## YOUR TASK
Please reproduce, unchanged, the lines of the material below from the line containing "of the blue" through the end of the material, including both of those lines.

## PROVIDED ENTRIES
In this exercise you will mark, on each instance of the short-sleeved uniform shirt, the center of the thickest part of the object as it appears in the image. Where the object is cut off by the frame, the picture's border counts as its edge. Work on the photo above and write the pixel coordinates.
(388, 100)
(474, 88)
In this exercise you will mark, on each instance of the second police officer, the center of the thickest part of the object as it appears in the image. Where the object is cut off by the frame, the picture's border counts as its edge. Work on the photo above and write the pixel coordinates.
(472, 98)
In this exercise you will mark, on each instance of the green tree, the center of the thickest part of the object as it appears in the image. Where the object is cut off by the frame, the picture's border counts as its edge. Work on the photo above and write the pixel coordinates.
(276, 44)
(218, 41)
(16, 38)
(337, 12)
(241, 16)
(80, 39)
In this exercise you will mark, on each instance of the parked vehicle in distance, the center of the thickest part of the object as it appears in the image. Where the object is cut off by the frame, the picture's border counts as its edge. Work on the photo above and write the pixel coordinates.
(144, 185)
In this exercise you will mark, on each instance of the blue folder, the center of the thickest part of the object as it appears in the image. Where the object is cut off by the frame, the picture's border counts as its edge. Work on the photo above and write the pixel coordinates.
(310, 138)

## OUTPUT FOR THIS EXERCISE
In this exercise you will mark, on each instance of the blue folder, the center of the thickest part of the object as it appears in the image. Where the object is cut off by the frame, the picture's border counts as its edge. Work on the photo above and write the pixel coordinates.
(310, 138)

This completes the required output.